Supplied text:
Alex Stanbury, Chief Executive Officer of Technology Minerals, said: "We have
seen significant progress during the period, culminating in the completion of
commissioning at Recyclus' Li-ion recycling plant which is operational and the
initiation of the commissioning phase at the Tipton lead acid site.
Production volumes continue to build as we scale up operations at the UK's
first industrial scale Li-ion battery recycling plant, which is achieving a
45% recycling rate from end-of-life battery to black mass, containing minerals
that are in high demand and are crucial for the battery manufacturing sector.
Ensuring there is security of supply of additional sources of critical
minerals through recycling will be pivotal amidst the ongoing push for
electrification, both in the UK and Europe.
"Additionally, we continue to advance our exploration assets and saw
particularly positive outcomes at the Leinster Lithium Project in Ireland. By
working with exploration partners to advance the development of our diverse
assets, we see potential to add significant value to the portfolio without
taking on the more substantial costs associated with developing exploration
assets.
"With the crucial building blocks in place, and the proposed acquisition of
Recyclus progressing, we believe we are well positioned to see a significant
ramp-up in the production of black mass from operations in 2024 as we execute
our strategy to create a fully circular economy for battery metals and
continue to further enhance our processes and technologies for long term
growth."
Enquiries
Technology Minerals Plc
Robin Brundle, Executive Chairman c/o +44 (0)20 4582 3500
Alexander Stanbury, Chief Executive Officer
Oberon Investments Limited (Broker)
Nick Lovering, Adam Pollock +44 (0)20 3179 5300
Gracechurch Group (Financial PR)
Harry Chathli, Alexis Gore, Rebecca Scott +44 (0)20 4582 3500
About Technology Minerals Plc
Technology Minerals is developing the UK's first listed, sustainable circular
economy for battery metals, using cutting-edge technology to recycle, recover,
and re-use battery technologies for a renewable energy future. The Company
currently holds 48.35% of the issued share capital of Recyclus Group Ltd, the
UK's first industrial-scale recycler of both lithium-ion and lead batteries.

Dataset entries:
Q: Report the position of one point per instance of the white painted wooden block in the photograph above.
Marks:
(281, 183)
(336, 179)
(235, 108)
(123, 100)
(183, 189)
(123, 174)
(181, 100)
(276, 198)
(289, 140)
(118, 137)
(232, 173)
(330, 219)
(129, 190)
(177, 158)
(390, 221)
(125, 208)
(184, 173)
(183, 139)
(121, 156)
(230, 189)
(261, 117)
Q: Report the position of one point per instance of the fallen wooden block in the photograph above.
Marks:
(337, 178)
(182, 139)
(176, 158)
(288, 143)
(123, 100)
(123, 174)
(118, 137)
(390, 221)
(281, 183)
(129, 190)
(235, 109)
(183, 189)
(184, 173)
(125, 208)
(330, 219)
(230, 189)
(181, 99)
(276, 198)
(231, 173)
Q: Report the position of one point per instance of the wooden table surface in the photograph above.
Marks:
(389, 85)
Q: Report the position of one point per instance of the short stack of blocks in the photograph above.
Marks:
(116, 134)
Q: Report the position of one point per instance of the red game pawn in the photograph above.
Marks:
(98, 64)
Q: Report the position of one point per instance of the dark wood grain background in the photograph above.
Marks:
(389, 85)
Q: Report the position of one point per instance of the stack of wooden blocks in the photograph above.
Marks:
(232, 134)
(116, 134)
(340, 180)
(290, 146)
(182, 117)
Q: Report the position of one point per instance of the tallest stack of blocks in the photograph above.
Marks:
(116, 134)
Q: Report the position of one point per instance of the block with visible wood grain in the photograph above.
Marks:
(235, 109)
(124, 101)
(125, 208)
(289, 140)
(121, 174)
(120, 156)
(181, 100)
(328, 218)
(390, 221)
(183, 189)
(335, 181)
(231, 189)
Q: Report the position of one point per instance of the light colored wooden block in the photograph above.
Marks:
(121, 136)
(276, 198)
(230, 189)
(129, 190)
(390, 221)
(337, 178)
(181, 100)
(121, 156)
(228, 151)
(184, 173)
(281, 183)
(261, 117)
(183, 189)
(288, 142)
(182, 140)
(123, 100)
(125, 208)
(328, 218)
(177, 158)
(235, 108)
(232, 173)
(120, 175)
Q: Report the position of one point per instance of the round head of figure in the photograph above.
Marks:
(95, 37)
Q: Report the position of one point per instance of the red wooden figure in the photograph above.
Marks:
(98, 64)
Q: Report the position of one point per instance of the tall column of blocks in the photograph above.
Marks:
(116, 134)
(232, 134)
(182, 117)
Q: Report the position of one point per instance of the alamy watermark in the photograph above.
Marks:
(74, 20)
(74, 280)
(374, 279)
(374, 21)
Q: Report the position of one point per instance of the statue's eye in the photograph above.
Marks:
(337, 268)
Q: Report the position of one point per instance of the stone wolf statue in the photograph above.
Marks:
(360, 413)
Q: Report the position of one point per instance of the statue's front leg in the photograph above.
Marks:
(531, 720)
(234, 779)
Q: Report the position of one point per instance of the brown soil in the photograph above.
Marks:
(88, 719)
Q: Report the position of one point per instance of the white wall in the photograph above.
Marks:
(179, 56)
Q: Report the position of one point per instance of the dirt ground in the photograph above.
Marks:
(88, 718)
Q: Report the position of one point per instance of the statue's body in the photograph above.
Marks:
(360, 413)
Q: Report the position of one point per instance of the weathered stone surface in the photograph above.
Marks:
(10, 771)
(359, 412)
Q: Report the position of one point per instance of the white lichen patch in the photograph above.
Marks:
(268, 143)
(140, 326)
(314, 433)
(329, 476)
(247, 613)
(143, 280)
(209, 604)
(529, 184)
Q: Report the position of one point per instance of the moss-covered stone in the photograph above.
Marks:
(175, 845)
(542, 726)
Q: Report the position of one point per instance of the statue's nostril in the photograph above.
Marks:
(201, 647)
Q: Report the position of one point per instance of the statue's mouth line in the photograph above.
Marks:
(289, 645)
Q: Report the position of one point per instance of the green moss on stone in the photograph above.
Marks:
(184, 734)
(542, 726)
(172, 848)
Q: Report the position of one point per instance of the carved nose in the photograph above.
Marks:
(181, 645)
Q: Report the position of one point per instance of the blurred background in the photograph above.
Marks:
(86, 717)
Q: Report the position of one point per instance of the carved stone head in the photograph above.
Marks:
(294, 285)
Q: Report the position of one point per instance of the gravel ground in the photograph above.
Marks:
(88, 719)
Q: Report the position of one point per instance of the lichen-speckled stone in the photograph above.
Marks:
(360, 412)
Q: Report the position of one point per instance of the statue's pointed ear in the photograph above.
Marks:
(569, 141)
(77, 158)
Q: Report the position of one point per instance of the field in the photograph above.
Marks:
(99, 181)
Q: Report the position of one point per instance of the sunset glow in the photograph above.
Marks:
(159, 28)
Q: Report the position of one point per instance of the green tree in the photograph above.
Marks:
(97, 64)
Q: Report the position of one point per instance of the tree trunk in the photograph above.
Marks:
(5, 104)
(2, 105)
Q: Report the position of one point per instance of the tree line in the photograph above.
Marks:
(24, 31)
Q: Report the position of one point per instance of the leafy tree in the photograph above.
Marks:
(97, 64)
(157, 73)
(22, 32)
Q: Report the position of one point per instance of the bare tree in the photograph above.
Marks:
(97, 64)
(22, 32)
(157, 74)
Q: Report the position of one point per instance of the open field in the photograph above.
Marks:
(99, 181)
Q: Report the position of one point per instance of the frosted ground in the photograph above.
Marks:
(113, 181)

Tasks for this exercise:
1. List every person named under "Enquiries" in the Technology Minerals statement.
2. Answer these questions from the Technology Minerals statement, one per line:
(a) What recycling rate from end-of-life battery to black mass is the Li-ion plant achieving?
(b) Which exploration project in Ireland had particularly positive outcomes?
(c) What percentage of the issued share capital of Recyclus Group Ltd does the Company hold?
3. Please pick up the Technology Minerals statement after its last sentence and continue it.
The rows have no connection to the Technology Minerals statement.

Results by task:
1.
Robin Brundle
Alexander Stanbury
Nick Lovering
Adam Pollock
Harry Chathli
Alexis Gore
Rebecca Scott

2.
(a) 45%
(b) The Leinster Lithium Project
(c) 48.35%

3.
Technology Minerals is focused on raw material exploration required for Li-ion
batteries, whilst solving the ecological issue of spent Li-ion batteries, by
recycling them for re-use by battery manufacturers. Further information on
Technology Minerals is available at www.technologyminerals.co.uk
(http://www.technologyminerals.co.uk) .
INTERIM MANAGEMENT REPORT
Overview
The past six months have been a period of significant progress for Technology
Minerals and Recyclus, during which it has achieved multiple key milestones in
its strategy to create a fully circular economy for critical battery metals.
Recyclus has considerably strengthened the foundations required to scale-up
operations at both its Li-ion and lead acid recycling plants, having commenced
operations at the Wolverhampton Li-ion site which have already yielded
impressive results in purity of the black mass produced, whilst entering the
commissioning phase at its Tipton lead acid facility. In a clear indication of
Recyclus' status as a pioneer in the battery sector with a strong reputation,
Recyclus was selected by the UK government as a founding member of its UK
Battery Strategy Taskforce.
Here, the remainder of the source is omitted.